__Поставленная задача__. Переведите на английский язык предложение «Там, где берет начало река Ангара.» из приведенного ниже фрагмента о деде Михайло.
─── Фрагмент документа
Гномы деда Михайло

Владимир Липилин
Я пришел к нему по глубокому рыхлому снегу. Правда, сначала в уме держал, точнее, в блокноте, собирался, и думал: не помер бы. А в эту осень как-то сложилось все, и вдруг удалось. Самолет до Иркутска, китайский микроавтобус. Дед Михайло, как он себя называет, а в миру- Виктор Алексеевич Михайлов проживает с собакой Динго, портретом Маяковского, сотнями книг и стареньким компьютером у самого Байкала. Там, где берет начало река Ангара. Деревня так и называется – Большая Речка.

Он суетится у бурлящего чайника, его внезапно кидает, как юнгу по рубке от накатившей волны, и, снося стулья, громоздкие недоделанные фигуры из дерева, валенки с обогревателя, он буквально летает по избе.
──────
─── Извлечённые данные
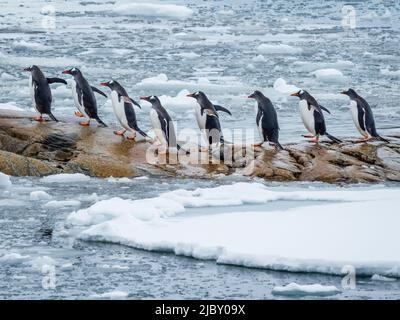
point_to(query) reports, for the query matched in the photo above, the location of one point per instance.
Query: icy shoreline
(356, 228)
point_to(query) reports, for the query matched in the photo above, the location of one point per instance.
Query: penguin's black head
(256, 95)
(151, 99)
(197, 95)
(73, 71)
(351, 93)
(301, 94)
(31, 68)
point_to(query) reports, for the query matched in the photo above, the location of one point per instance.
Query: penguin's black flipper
(56, 80)
(52, 117)
(325, 109)
(99, 91)
(100, 122)
(180, 148)
(333, 138)
(220, 108)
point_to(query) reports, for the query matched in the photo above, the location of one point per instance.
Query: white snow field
(5, 181)
(358, 228)
(294, 289)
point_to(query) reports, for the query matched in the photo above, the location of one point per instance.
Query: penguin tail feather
(52, 117)
(144, 134)
(333, 138)
(99, 121)
(382, 139)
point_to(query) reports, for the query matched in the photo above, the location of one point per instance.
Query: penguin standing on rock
(362, 116)
(84, 98)
(123, 109)
(312, 116)
(208, 119)
(267, 120)
(41, 93)
(162, 125)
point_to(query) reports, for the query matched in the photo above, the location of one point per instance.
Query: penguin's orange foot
──────
__Полный ответ__. There, where the Angara River has its source.